EXTRACTED TEXT:
+++++
The Botanical Garden is full of beautiful flowers and trees, which we were told to have been planted by Colonial Secretary Hugh Low. There is also a dilapidated structure on the grounds of the Botanical Garden known as the Government House or Bumbung Dua Belas, which was built in 1852 and located behind the old airport. The house was a long and low structure with interesting roof design.
If you like to spend your days living the life of the local people of Labuan, there are three homestays that offer such experience: Kampung Patau-Patau II, Bukit Kuda Village and Sungai Labu Village. Visitors will be able to savour Labuan laidback culture, local customs and cuisines. The residents of these homestays will offer you warm hospitality and make you feel at home.
Kampung Patau-Patau II – The water village
One of the uniqueness of Labuan lifestyle is the water village. The people who live in this village originate from Bandar Seri Begawan, Brunei. The villages consist of houses built on water. Each of these houses is connected to each other via bridge-like walkways. Today, many of the water village residents still incorporate their Kedayan Bruneian culture and customs into their daily lives.
Kampung Air Patau Patau II is actually quite developed, properly organised and equipped with water and power supply, telephone and sewage lines, streetlights, water taxi jetty, grocery shops, handicraft shops, clinics, schools and place of worship. Being surrounded by water means that the main mode of transport is the boat and most of the houses own one.
We were invited to the house belonging to Hajah Samsiah Haji Matusin, a truly welcoming village resident who has stayed in the village all her life. We were very impressed with her house because it was spacious and well decorated, comfortable for visitors to relax and take in the laidback atmosphere of the village with the sea flowing under the feet.
+++++
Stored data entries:
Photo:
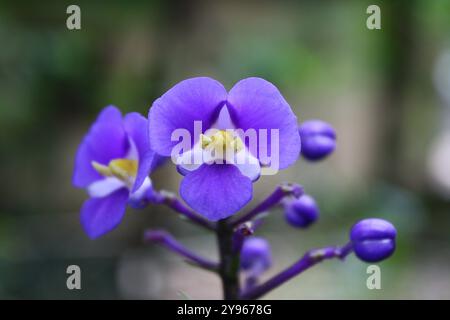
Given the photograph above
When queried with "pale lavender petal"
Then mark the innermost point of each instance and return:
(136, 126)
(106, 140)
(216, 191)
(257, 104)
(101, 215)
(196, 99)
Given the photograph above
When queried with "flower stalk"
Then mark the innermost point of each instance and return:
(165, 239)
(282, 191)
(229, 261)
(310, 259)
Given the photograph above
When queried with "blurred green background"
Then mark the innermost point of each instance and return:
+++++
WORK REQUEST 1:
According to the Labuan passage, in what year was the Government House, also called Bumbung Dua Belas, built?
WORK REQUEST 2:
Translate this sentence from the Labuan passage into Spanish: "The villages consist of houses built on water."
WORK REQUEST 3:
From the Labuan passage, reproduce word for word the stretch that opens with "The Botanical Garden is" and closes with "interesting roof design.".
Rely only on the Labuan passage when answering.

WRITTEN SOLUTION 1:
1852

WRITTEN SOLUTION 2:
Las aldeas están formadas por casas construidas sobre el agua.

WRITTEN SOLUTION 3:
The Botanical Garden is full of beautiful flowers and trees, which we were told to have been planted by Colonial Secretary Hugh Low. There is also a dilapidated structure on the grounds of the Botanical Garden known as the Government House or Bumbung Dua Belas, which was built in 1852 and located behind the old airport. The house was a long and low structure with interesting roof design.